• _Work instruction 1_
Answer these questions from the news report on Cecilia Ibru:
(a) At what time did Cecilia Ibru turn herself in to the EFCC?
(b) What is the name of the lawyer who came with her?
(c) To what place was she driven after her meeting with the EFCC chairman?
• _Work instruction 2_
Write what comes next in the news report on Cecilia Ibru's surrender to the EFCC, picking up after its final sentence.

• _Source document_
=-=-=-=-=

The former Managing Director and Chief Executive Officer of Oceanic Bank, Cecilia Ibru turned herself in to the Economic and Financial Crimes Commission (EFCC) at 2:41pm on Wednesday, four days after she was declared wanted by the commission alongside Erastus Akingbola, former chief executive of Intercontinental Bank.
The two former bank chief executives were dismissed from their jobs on August 14 and declared wanted on charges of fraud, stock manipulation and money laundering.
Dressed in her usual black skirt suit, Mrs Ibru looked tired and upset about the entire situation. She came with her lawyer, Niyi Akintola, supported by almost five associates, who huddled around to console her.
Mrs Ibru had been declared wanted for “failure to honour the commission’s invitation,” said Femi Babafemi, the Commission’s spokeperson.
Apart from failing to honour the Commission’s invitation, intensive search by the EFCC was unsuccessful, according to Mr. Babafemi. The Commission then concluded that Mrs Ibru went into hiding.
Dramatically, she came out of hiding yesterday.
Where was Cecilia Ibru?
One of the issues that came up was where she had been. However, her lawyer, Mr. Akintola, a Senior Advocate of Nigeria, who came with her client, said Mrs Ibru went to the EFCC office from her hospital bed. She was seen being supported by her physicians.
“She came right from her hospital bed, even with her doctors and she is here,” Mr. Akintola said. “Nobody, apart from the court of law, can declare someone wanted. The court had made that clear; no organisation has the right to declare anybody wanted or order for the detention of any citizen. It is only the court that can do that. The bailiff is there. Well, she is still being interrogated. We don’t know, but that is the order of the court.
“Forget declaration, they don’t have such power to detain her,” her lawyer said. Immediately after a brief meeting with the chairman of the EFCC, Farida Waziri, Mrs Ibru, in company with her physicians and EFCC officials were driven out of the Awolowo Road office in a Toyota Land Cruiser, Lagos plate number, BY400FKJ to the EFCC detention facility on Victoria Island.

=-=-=-=-=

(Natural language descriptions of regions)
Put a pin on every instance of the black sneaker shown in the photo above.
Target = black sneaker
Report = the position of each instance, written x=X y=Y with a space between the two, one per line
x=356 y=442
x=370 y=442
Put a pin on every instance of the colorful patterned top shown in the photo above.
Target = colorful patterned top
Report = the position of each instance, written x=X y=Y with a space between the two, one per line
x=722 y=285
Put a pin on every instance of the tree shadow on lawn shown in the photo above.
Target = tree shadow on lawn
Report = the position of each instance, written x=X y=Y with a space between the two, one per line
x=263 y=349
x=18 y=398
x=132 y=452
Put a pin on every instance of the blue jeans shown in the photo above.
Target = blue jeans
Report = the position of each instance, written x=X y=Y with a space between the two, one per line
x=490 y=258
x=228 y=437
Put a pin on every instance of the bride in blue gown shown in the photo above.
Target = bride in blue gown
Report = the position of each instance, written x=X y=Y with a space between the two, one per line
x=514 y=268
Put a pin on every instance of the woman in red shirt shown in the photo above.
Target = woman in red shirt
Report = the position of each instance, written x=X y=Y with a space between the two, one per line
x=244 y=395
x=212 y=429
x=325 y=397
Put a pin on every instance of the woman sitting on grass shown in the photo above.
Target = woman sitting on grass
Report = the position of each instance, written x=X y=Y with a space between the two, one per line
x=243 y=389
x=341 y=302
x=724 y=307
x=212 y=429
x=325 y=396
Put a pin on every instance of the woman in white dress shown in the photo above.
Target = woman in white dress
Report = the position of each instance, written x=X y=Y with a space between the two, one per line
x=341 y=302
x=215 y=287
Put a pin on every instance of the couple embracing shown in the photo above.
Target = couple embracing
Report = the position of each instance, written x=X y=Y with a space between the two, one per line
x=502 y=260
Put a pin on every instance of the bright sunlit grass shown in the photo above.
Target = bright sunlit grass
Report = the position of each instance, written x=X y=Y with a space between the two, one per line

=-=-=-=-=

• _Exercise result 1_
(a) 2:41pm on Wednesday
(b) Niyi Akintola
(c) The EFCC detention facility on Victoria Island

• _Exercise result 2_
In his reaction to whether Mrs Ibru will be released on Wednesday, Mr. Babafemi told NEXT that she was being held for interrogation and that the outcome of the interrogation would determine what the next action would be.
The bank debtors’ arrest
The EFCC had yesterday ordered the arrest of all bank debtors who failed to meet a seven-day ultimatum it gave them to refund the loans they obtained from the affected banks.
According to Mr. Babafemi, about fifty people were to be apprehended by the officials deployed across the country. He said the commission was still waiting for the full report to determine the number of those who had been arrested.
Meanwhile, counsel to the other 15 bank executives already in custody had already started approaching the Commission’s Lagos office with petitions and request for the release of their clients.
Wole Olanipekun, counsel to Okey Nwosu and Sebastian Adigwe, former chief executives of FinBank and AfriBank respectively, on Wednesday, submitted a letter to Mrs Waziri requesting for the release of his clients.
The letter, which was signed by Mr Olanipekun and Anthony Idigbe, requested that the Commission should release the duo on bail, based on the ruling of a Lagos high court . The counsel stated that Mr Nwosu had already been granted bail on stringent conditions, but was still being held.
The court order submitted to the EFCC, requested that the applicant should be granted leave to exercise their fundamental human rights to personal liberty and human dignity.